Do this> Reproduce every row below verbatim, omitting the pictures from your reply.

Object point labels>
○ ○ ○

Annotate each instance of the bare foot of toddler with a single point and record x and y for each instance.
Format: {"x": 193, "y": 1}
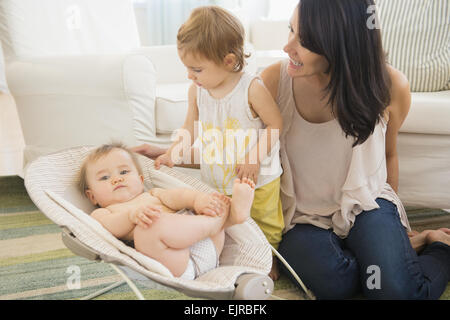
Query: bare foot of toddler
{"x": 241, "y": 203}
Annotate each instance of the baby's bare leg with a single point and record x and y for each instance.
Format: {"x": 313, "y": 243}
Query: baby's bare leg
{"x": 241, "y": 203}
{"x": 168, "y": 239}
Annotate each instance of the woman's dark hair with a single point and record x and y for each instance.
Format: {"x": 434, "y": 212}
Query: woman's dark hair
{"x": 360, "y": 84}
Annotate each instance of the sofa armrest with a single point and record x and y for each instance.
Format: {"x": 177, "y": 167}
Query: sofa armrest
{"x": 65, "y": 101}
{"x": 170, "y": 69}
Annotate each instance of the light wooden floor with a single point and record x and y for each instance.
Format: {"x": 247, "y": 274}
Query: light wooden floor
{"x": 11, "y": 139}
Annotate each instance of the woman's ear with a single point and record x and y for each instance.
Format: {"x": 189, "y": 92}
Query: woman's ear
{"x": 230, "y": 61}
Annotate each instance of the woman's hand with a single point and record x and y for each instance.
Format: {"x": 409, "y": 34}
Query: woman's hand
{"x": 164, "y": 159}
{"x": 144, "y": 216}
{"x": 149, "y": 151}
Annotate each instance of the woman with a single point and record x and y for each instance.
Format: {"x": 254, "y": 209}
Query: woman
{"x": 342, "y": 107}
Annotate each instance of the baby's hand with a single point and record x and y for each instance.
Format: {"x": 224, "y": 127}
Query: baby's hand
{"x": 144, "y": 216}
{"x": 210, "y": 204}
{"x": 249, "y": 171}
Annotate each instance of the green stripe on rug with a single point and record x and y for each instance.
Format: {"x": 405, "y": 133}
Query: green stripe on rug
{"x": 48, "y": 255}
{"x": 24, "y": 220}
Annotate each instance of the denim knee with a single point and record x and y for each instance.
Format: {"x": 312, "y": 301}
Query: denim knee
{"x": 328, "y": 270}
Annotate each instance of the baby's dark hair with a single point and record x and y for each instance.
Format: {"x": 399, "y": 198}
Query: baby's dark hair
{"x": 97, "y": 154}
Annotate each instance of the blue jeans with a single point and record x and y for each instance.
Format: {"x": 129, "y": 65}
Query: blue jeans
{"x": 376, "y": 259}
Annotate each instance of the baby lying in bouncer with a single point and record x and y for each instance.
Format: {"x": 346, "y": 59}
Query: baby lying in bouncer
{"x": 189, "y": 242}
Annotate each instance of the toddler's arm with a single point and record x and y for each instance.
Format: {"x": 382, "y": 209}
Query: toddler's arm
{"x": 267, "y": 110}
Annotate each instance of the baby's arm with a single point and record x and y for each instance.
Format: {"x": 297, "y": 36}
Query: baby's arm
{"x": 121, "y": 219}
{"x": 183, "y": 198}
{"x": 117, "y": 223}
{"x": 180, "y": 231}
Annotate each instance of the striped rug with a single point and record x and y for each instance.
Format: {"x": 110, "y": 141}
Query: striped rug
{"x": 35, "y": 264}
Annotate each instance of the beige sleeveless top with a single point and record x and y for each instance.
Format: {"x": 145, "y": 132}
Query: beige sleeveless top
{"x": 227, "y": 132}
{"x": 326, "y": 182}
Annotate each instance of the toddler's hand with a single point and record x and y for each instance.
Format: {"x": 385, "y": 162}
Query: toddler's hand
{"x": 144, "y": 216}
{"x": 249, "y": 171}
{"x": 210, "y": 204}
{"x": 164, "y": 159}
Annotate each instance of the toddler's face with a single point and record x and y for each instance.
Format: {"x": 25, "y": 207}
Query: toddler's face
{"x": 113, "y": 178}
{"x": 203, "y": 72}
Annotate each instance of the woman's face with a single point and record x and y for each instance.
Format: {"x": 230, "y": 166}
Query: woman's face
{"x": 302, "y": 61}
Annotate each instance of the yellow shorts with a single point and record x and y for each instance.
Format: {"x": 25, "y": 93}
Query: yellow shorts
{"x": 268, "y": 213}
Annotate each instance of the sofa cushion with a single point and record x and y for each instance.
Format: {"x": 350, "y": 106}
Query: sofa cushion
{"x": 3, "y": 85}
{"x": 429, "y": 113}
{"x": 59, "y": 27}
{"x": 416, "y": 36}
{"x": 171, "y": 106}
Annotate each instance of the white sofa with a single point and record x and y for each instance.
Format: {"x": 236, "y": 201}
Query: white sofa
{"x": 84, "y": 92}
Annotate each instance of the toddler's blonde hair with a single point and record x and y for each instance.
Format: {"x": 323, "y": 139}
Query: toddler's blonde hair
{"x": 97, "y": 154}
{"x": 212, "y": 32}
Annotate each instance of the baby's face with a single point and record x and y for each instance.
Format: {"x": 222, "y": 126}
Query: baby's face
{"x": 113, "y": 179}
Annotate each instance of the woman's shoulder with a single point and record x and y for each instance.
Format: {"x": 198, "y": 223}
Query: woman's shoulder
{"x": 271, "y": 78}
{"x": 400, "y": 83}
{"x": 400, "y": 93}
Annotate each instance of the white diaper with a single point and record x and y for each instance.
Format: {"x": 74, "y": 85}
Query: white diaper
{"x": 203, "y": 258}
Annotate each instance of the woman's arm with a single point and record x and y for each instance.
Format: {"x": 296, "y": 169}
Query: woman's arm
{"x": 397, "y": 112}
{"x": 120, "y": 219}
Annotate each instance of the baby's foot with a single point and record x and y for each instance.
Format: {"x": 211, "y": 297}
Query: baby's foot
{"x": 222, "y": 203}
{"x": 241, "y": 203}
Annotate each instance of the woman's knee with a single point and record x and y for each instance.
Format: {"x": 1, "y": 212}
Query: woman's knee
{"x": 325, "y": 268}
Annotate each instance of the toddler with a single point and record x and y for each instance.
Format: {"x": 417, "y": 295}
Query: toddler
{"x": 231, "y": 108}
{"x": 112, "y": 180}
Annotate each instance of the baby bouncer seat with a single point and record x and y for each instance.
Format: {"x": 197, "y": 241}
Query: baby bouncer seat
{"x": 243, "y": 265}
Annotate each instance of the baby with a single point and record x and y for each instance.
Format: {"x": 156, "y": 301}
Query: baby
{"x": 111, "y": 179}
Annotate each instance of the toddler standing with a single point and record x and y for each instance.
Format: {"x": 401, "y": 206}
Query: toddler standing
{"x": 230, "y": 108}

○ ○ ○

Solved problem>
Annotate each instance of the bare foot of toddler with a single point and record x and y for each instance.
Format: {"x": 193, "y": 1}
Query: bare foot of toddler
{"x": 241, "y": 203}
Annotate each instance of the baby's bare leg with a single point and record x and y for each instance.
Format: {"x": 313, "y": 243}
Query: baby's bare leg
{"x": 241, "y": 203}
{"x": 168, "y": 239}
Annotate each instance of the woman's dark hair with a single point and record x and y for each instance.
Format: {"x": 434, "y": 212}
Query: woman's dark hair
{"x": 360, "y": 84}
Annotate each instance of the sofa armrest with a single point and record x and y for each instance.
Format: {"x": 177, "y": 167}
Query: sofa armrest
{"x": 65, "y": 101}
{"x": 170, "y": 69}
Annotate each instance of the light wooden floor with a single point and record x and y for each instance.
Format: {"x": 247, "y": 274}
Query: light wooden floor
{"x": 11, "y": 139}
Annotate each instance of the woman's ear with a single point and record x and y for each instance.
Format: {"x": 189, "y": 92}
Query: woman's ear
{"x": 230, "y": 61}
Annotate each instance of the woman's hand with a single point and record x and y for each instance.
Format: {"x": 409, "y": 34}
Query: woman's hand
{"x": 164, "y": 159}
{"x": 144, "y": 216}
{"x": 149, "y": 151}
Annotate each instance of the woman with a single point and record x and y for each instance.
Format: {"x": 254, "y": 209}
Query: woman
{"x": 342, "y": 107}
Annotate each instance of the baby's hand with a single point and record x and y for each instance.
Format: {"x": 224, "y": 127}
Query: baby's hand
{"x": 144, "y": 216}
{"x": 210, "y": 204}
{"x": 249, "y": 171}
Annotate each instance of the green stripe on rug with a single point and record x and y for each instance.
Format: {"x": 405, "y": 133}
Query: green stripe on rug
{"x": 48, "y": 255}
{"x": 24, "y": 220}
Annotate each instance of the denim knee with a single point and record x and y for each instance.
Format: {"x": 312, "y": 301}
Query: denim knee
{"x": 328, "y": 270}
Annotate each instance of the baby's dark hair with a single point and record x and y for each instance.
Format: {"x": 399, "y": 198}
Query: baby's dark hair
{"x": 97, "y": 154}
Annotate each instance of the blue jeans with a single point and record x and y for each instance.
Format: {"x": 129, "y": 65}
Query: blue jeans
{"x": 376, "y": 259}
Annotate each instance of the baby lying in bouncer with a single point and record x and y for each instance.
Format: {"x": 346, "y": 59}
Query: baby lying in bouncer
{"x": 189, "y": 242}
Annotate each instance of the toddler's arm with a single point and record x and y for each instance.
Format: {"x": 382, "y": 209}
Query: toddler's arm
{"x": 267, "y": 110}
Annotate each instance of the baby's arm with a single point and record x and y for each instance.
Format: {"x": 297, "y": 36}
Query: baby's arm
{"x": 121, "y": 219}
{"x": 183, "y": 198}
{"x": 117, "y": 223}
{"x": 180, "y": 231}
Annotate each instance of the striped rug with a single point and record x and y for each instance.
Format: {"x": 110, "y": 141}
Query: striped rug
{"x": 35, "y": 264}
Annotate each instance of the beige sleeveless top with a single point and record x and y for each instance.
Format: {"x": 145, "y": 132}
Query: beige sleeveless top
{"x": 227, "y": 132}
{"x": 326, "y": 182}
Annotate each instance of the toddler's hand with a single point and record x and y for each instance.
Format: {"x": 385, "y": 162}
Query: toddler's hand
{"x": 144, "y": 216}
{"x": 249, "y": 171}
{"x": 210, "y": 204}
{"x": 164, "y": 159}
Annotate each instance of the toddler's face with a single point and record x and y for each instance.
Format: {"x": 25, "y": 207}
Query: toddler's face
{"x": 113, "y": 178}
{"x": 203, "y": 72}
Annotate each instance of the woman's face with a single point and record x and y for each instance.
Format: {"x": 230, "y": 166}
Query: woman's face
{"x": 302, "y": 61}
Annotate each instance of the yellow shorts with a single point and record x and y for each instance.
Format: {"x": 25, "y": 93}
Query: yellow shorts
{"x": 268, "y": 213}
Annotate each instance of the sofa cushion with a single point and record x and y for each instance.
Format: {"x": 350, "y": 106}
Query: sofa cushion
{"x": 3, "y": 85}
{"x": 429, "y": 113}
{"x": 59, "y": 27}
{"x": 416, "y": 36}
{"x": 171, "y": 106}
Annotate each instance of the white sofa with a single point and record x and y for each instance.
Format: {"x": 236, "y": 201}
Query: white sofa
{"x": 84, "y": 92}
Annotate each instance of the toddler's blonde hair with a single point and record x and y for each instance.
Format: {"x": 323, "y": 139}
Query: toddler's blonde hair
{"x": 97, "y": 154}
{"x": 212, "y": 32}
Annotate each instance of the baby's face with a single point and record x and y for each instance.
Format: {"x": 222, "y": 126}
Query: baby's face
{"x": 113, "y": 179}
Annotate each instance of the woman's shoulder with a single point and record x and y for each instance.
Format: {"x": 198, "y": 223}
Query: woman's shoulder
{"x": 271, "y": 78}
{"x": 400, "y": 83}
{"x": 400, "y": 93}
Annotate each instance of the white diaper with a single point and record x and y for each instance.
Format: {"x": 74, "y": 85}
Query: white diaper
{"x": 203, "y": 258}
Annotate each instance of the woman's arm with a single point and record x and y for each instance.
Format: {"x": 296, "y": 169}
Query: woman's arm
{"x": 397, "y": 112}
{"x": 120, "y": 219}
Annotate each instance of the baby's foot with a single point and record x and y for each instance.
Format: {"x": 211, "y": 297}
Query: baby's foot
{"x": 222, "y": 203}
{"x": 241, "y": 203}
Annotate each instance of the woman's knee with a single point and record x and y for each instance.
Format: {"x": 1, "y": 212}
Query: woman's knee
{"x": 325, "y": 268}
Annotate each instance of the toddler with a single point and record x and y for each instance.
Format: {"x": 417, "y": 295}
Query: toddler
{"x": 231, "y": 108}
{"x": 112, "y": 180}
Annotate each instance of the baby bouncer seat with a single point and record x and y for each instance.
Format: {"x": 197, "y": 241}
Query: baby bouncer seat
{"x": 243, "y": 265}
Annotate each instance of the baby with a single point and record x and y for each instance.
Format: {"x": 156, "y": 301}
Query: baby
{"x": 111, "y": 179}
Annotate each instance of the toddler standing with a single point and record x and y for each instance.
Format: {"x": 401, "y": 206}
Query: toddler standing
{"x": 230, "y": 108}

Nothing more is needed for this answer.